### Problem description
Please convert the entries below into a two-column CSV headed text and answer, with one row for each sentence and the coordinates that follow it. Put each in its own quoted field with line breaks replaced by spaces, and leave the pictures out.

### Items
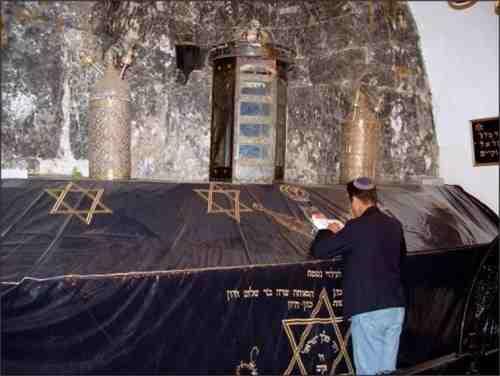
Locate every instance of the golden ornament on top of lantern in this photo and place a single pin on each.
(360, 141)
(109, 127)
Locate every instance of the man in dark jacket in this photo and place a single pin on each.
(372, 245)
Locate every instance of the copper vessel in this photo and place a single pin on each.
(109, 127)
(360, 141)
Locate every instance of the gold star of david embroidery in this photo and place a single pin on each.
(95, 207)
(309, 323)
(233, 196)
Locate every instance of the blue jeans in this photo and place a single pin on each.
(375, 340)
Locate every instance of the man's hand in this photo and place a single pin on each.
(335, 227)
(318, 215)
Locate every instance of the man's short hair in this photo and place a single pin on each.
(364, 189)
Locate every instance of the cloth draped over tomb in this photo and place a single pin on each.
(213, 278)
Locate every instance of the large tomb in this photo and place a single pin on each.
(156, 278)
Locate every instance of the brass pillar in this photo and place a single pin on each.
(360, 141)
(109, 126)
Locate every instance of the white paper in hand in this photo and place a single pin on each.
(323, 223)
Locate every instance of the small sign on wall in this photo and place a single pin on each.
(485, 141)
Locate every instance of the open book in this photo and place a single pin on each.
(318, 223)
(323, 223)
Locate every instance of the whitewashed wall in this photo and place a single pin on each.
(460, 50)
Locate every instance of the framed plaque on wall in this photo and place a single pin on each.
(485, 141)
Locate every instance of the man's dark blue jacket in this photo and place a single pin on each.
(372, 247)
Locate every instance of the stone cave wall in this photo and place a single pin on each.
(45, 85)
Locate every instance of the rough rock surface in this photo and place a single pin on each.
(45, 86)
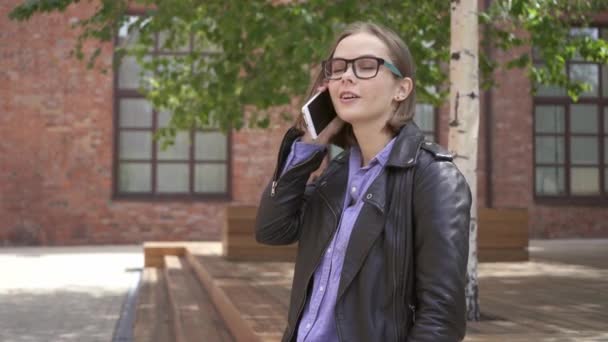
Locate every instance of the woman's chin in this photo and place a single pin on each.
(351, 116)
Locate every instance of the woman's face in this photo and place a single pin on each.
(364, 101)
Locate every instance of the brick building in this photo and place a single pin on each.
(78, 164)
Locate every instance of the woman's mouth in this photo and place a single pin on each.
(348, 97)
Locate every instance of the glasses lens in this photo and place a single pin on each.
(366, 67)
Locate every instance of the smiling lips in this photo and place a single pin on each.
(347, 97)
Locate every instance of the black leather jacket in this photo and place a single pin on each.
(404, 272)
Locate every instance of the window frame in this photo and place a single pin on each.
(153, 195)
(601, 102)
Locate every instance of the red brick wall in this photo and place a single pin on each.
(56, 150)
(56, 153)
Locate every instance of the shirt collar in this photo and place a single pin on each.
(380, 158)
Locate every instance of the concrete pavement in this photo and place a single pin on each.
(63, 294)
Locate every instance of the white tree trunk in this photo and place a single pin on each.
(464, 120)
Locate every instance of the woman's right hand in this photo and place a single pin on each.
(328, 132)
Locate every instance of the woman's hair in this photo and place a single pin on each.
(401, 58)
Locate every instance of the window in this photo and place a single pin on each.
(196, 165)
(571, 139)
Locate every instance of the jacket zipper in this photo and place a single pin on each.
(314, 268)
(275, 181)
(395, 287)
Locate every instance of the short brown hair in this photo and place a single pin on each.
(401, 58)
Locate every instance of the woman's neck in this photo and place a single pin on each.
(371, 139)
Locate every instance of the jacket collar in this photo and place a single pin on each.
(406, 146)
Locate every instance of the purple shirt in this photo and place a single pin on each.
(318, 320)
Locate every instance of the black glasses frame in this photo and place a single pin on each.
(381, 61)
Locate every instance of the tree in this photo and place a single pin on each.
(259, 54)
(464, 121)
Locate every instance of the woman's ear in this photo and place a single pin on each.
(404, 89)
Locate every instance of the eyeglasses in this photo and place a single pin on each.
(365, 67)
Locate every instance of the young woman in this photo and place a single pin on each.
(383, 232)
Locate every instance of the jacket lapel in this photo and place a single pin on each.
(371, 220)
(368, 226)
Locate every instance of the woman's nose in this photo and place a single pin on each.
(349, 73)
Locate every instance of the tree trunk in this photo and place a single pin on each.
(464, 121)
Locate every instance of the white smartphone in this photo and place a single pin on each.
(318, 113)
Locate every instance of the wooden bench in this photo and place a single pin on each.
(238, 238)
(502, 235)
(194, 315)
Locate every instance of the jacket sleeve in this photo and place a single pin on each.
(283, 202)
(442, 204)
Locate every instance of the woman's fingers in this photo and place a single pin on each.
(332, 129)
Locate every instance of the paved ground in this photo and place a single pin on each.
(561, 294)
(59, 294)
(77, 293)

### Task output
text,answer
"Locate every instance of the golden ornament on top of lantern in this photo and place a single pin on each.","(360, 141) (109, 127)"
"Locate every instance of the man in dark jacket in this photo and place a single pin on each.","(372, 245)"
"Locate every instance of the copper vessel in this photo and place a single pin on each.","(109, 127) (360, 141)"
"Locate every instance of the gold star of david embroidery in this photo and place a single pin on each.","(95, 207) (309, 323) (233, 196)"
"Locate every instance of the blue jeans in this photo and place a single pin on each.","(375, 340)"
"Locate every instance of the man's hand in this photo and place a single pin on each.","(335, 227) (318, 215)"
"Locate every instance of the man's short hair in this photo and place a single pin on each.","(364, 189)"
"Locate every instance of the cloth draped over tomb in this photo and place a single pin on each.","(213, 278)"
"Locate every instance of the large tomb in this photo and place a single pin on each.","(156, 278)"
"Locate every instance of the brass pillar in this photo and place a single pin on each.","(360, 141) (109, 126)"
"Locate every instance of the white paper in hand in this photo and place a single pin on each.","(323, 223)"
"Locate every instance of the small sign on wall in this photo and place a single pin on each.","(485, 141)"
"Locate every instance of the open book in this photo and place a single pin on each.","(318, 223) (323, 223)"
"Locate every instance of the whitewashed wall in this photo and place a single pin on each.","(460, 50)"
"Locate every instance of the framed plaque on wall in this photo and place a single pin on each.","(485, 141)"
"Locate every instance of the man's dark blue jacket in this photo and place a single pin on each.","(372, 247)"
"Locate every instance of the stone cave wall in this photo and place a single pin on each.","(45, 85)"
"Locate every instance of the rough rock surface in this photo and place a single pin on each.","(45, 86)"
"Locate every instance of the woman's chin in this photo and place a single pin on each.","(351, 116)"
"Locate every instance of the woman's face in this photo and place a single pin on each.","(364, 101)"
"Locate every instance of the brick building in this photo and place a single pin on each.","(78, 164)"
"Locate every instance of the woman's mouth in this photo and place a single pin on each.","(348, 97)"
"Locate every instance of the glasses lens in this photo and place a single pin on each.","(366, 67)"
"Locate every instance of the smiling lips in this photo and place a single pin on each.","(347, 97)"
"Locate every instance of the black leather jacket in this photo and place a single pin on each.","(404, 272)"
"Locate every instance of the window frame in this photo and place a single pin on each.","(153, 195) (601, 102)"
"Locate every instance of the red brick wall in this photo and place a single pin on each.","(56, 150) (56, 153)"
"Locate every instance of the shirt collar in this photo and place a single pin on each.","(380, 158)"
"Locate every instance of the concrete pavement in this photo and place a single pin on each.","(63, 294)"
"Locate every instance of the white tree trunk in this photo and place a single pin on each.","(464, 120)"
"Locate every instance of the woman's right hand in this photo and place a single pin on each.","(328, 132)"
"Locate every instance of the woman's hair in this photo and place a single pin on each.","(401, 58)"
"Locate every instance of the window in this photo and place a single pin on each.","(196, 165) (571, 139)"
"Locate every instance of the jacket zipper in this photo and place a single pin on each.","(314, 268) (275, 181) (395, 287)"
"Locate every instance of the short brown hair in this photo and place a single pin on each.","(401, 58)"
"Locate every instance of the woman's neck in this photo and place a single pin on each.","(371, 139)"
"Locate every instance of the jacket collar in this photo and place a single pin on each.","(406, 146)"
"Locate every instance of the purple shirt in this photo and place a single pin on each.","(318, 320)"
"Locate every instance of the black glasses frame in this photo and place a single pin on each.","(381, 61)"
"Locate every instance of the tree in this photo and place a single pin on each.","(259, 54) (464, 121)"
"Locate every instance of the woman's ear in this photo and place a single pin on each.","(404, 89)"
"Locate every instance of the eyeglasses in this photo and place a single pin on each.","(365, 67)"
"Locate every instance of the young woman in this photo and place a single pin on each.","(383, 232)"
"Locate every instance of the jacket lapel in this photo and place a single pin on each.","(371, 220) (368, 226)"
"Locate every instance of the woman's nose in this photo and place a single pin on each.","(349, 73)"
"Locate every instance of the tree trunk in this photo and place a single pin on each.","(464, 121)"
"Locate every instance of the white smartphone in this photo and place a single pin on each.","(318, 113)"
"Locate every instance of the wooden bench in this photo and place a single pin on each.","(238, 238) (502, 235) (194, 315)"
"Locate every instance of the jacket sleeve in this photo and place a single pin on each.","(283, 202) (442, 204)"
"Locate every instance of the woman's fingers in this photo and place a single pin on each.","(332, 129)"
"Locate every instance of the paved ground in this photo and place a single pin on each.","(561, 294) (59, 294) (77, 293)"